• _What you have to do_:
Your copy should repeat each record below exactly and contain no images.
Records for this task START
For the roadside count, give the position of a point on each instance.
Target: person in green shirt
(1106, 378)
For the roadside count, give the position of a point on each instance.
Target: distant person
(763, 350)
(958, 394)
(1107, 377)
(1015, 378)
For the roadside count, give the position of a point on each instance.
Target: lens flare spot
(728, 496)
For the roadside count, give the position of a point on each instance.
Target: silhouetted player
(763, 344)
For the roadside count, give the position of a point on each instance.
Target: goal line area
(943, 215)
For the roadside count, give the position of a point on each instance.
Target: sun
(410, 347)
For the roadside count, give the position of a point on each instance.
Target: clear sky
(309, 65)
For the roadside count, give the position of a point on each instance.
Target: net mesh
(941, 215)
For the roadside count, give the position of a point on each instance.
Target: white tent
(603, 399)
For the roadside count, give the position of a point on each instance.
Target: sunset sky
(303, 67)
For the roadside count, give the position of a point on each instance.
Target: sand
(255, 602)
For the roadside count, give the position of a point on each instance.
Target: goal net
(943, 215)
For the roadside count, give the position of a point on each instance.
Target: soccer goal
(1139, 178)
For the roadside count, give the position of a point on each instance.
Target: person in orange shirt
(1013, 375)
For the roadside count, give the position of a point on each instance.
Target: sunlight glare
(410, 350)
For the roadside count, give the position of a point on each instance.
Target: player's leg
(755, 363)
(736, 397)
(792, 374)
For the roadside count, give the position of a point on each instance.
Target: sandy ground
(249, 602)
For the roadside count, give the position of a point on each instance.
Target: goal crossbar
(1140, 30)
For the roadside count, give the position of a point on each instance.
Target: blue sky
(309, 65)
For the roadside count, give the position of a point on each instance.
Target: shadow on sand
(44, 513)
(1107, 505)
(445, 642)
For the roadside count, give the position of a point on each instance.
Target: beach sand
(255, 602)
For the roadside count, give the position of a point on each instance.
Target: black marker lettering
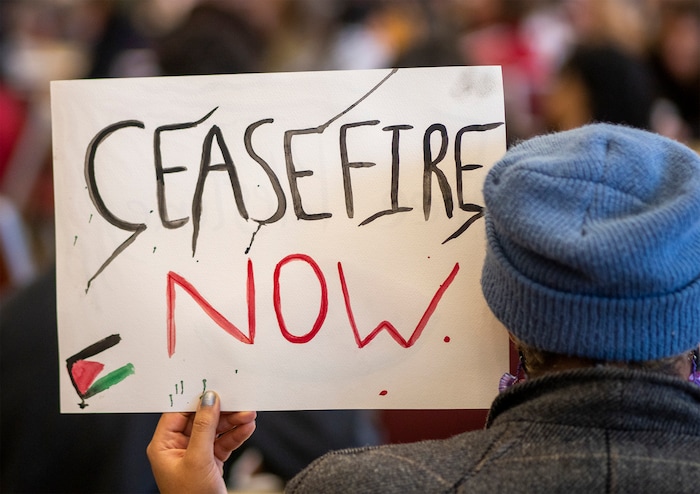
(293, 174)
(204, 169)
(274, 181)
(96, 198)
(395, 129)
(430, 168)
(160, 171)
(346, 164)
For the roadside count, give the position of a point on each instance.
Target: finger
(204, 425)
(231, 440)
(229, 420)
(170, 427)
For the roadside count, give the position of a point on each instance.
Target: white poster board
(292, 240)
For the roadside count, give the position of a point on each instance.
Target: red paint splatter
(386, 325)
(84, 373)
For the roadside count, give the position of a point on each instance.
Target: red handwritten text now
(174, 279)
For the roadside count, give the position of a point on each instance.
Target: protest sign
(292, 240)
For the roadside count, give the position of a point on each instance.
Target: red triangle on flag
(84, 373)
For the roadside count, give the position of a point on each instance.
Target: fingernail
(208, 399)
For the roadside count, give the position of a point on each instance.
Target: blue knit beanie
(593, 243)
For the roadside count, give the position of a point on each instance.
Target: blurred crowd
(565, 63)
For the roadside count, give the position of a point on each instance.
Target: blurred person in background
(675, 58)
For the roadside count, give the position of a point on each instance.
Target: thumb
(204, 426)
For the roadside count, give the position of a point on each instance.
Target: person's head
(593, 242)
(600, 83)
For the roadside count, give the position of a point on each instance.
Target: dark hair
(619, 86)
(537, 361)
(212, 40)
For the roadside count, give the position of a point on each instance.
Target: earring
(508, 379)
(694, 376)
Records for this task END
• _Task output_:
For the roadside count, give the position of a point on each instance.
Target: person in green shirt
(1106, 378)
For the roadside count, give the position of a point on each instance.
Target: distant person
(763, 350)
(958, 394)
(1107, 377)
(1015, 378)
For the roadside count, give the position of a point on each instance.
Target: lens flare spot
(728, 496)
For the roadside count, give the position of a point on each instance.
Target: silhouetted player
(763, 344)
For the roadside count, give the position of a point on each instance.
Target: goal line area
(943, 215)
For the roadside count, give the position of a point on each instance.
Target: sun
(410, 347)
For the roadside count, give the position of a point on each instance.
Target: clear sky
(309, 65)
For the roadside count, give the position of a point on each instance.
Target: net mesh
(941, 215)
For the roadside count, give the position of a point on each instance.
Target: white tent
(603, 399)
For the roadside count, give the position of a point on each instance.
Target: sunset sky
(303, 67)
For the roadside count, give the position of a point on each instance.
Target: sand
(255, 602)
For the roadside count, give the position of a point on each instance.
Target: goal net
(943, 215)
For the roadside count, give the position of a point on each instance.
Target: soccer goal
(1139, 178)
For the roadside count, give the position of a point on each instance.
Target: person in orange shirt
(1013, 375)
For the roadside count, give the position of a point on each instance.
Target: sunlight glare
(410, 350)
For the roadside count, give the position of a point on each instance.
Target: player's leg
(755, 363)
(736, 397)
(792, 374)
For the roadside count, give the position of a point on each instance.
Target: sandy ground
(249, 602)
For the roadside count, give the position of a point on each instance.
Target: goal crossbar
(1140, 30)
For the roadside count, give the position of a point on each instance.
Target: blue sky
(309, 65)
For the roadside count, give the position of a point on each instance.
Target: shadow on sand
(44, 513)
(1107, 505)
(445, 642)
For the roadside count, give the position of a point on each instance.
Target: beach sand
(255, 602)
For the roadside count, give the position of a point on each instance.
Target: black marker lettering
(293, 174)
(204, 169)
(274, 181)
(96, 198)
(395, 129)
(430, 168)
(160, 171)
(346, 164)
For the roadside count, give the position of a point on each instance.
Target: finger
(204, 425)
(231, 440)
(229, 420)
(170, 427)
For the roadside count, give the position of a point on each instance.
Target: white poster board
(292, 240)
For the roadside count, give the position of a point on each instance.
Target: red paint splatter
(386, 325)
(84, 373)
For the roadside count, give the position of a point on each instance.
Target: red handwritten text now
(174, 279)
For the roadside count, give the position of a point on each instance.
Target: protest sign
(292, 240)
For the roadside count, give the position of a point on each instance.
Target: red triangle on flag
(84, 373)
For the roadside count, give the position of a point on each instance.
Target: fingernail
(208, 399)
For the roadside count, give the position of a point on each instance.
Target: blue knit beanie
(593, 243)
For the roadside count, give the position of a point on each instance.
Target: blurred crowd
(565, 63)
For the roadside count, give the position of a point on each instance.
Target: blurred person in background
(675, 58)
For the roadside count, give the position of a point on each instance.
Target: thumb
(204, 426)
For the roadside count, give the position of a point on each instance.
Target: person's head
(593, 242)
(600, 83)
For the roadside count, give the position of a point on each instance.
Target: dark hair
(619, 86)
(537, 361)
(212, 40)
For the roadside count, give the position of a point on each instance.
Target: earring
(508, 379)
(694, 376)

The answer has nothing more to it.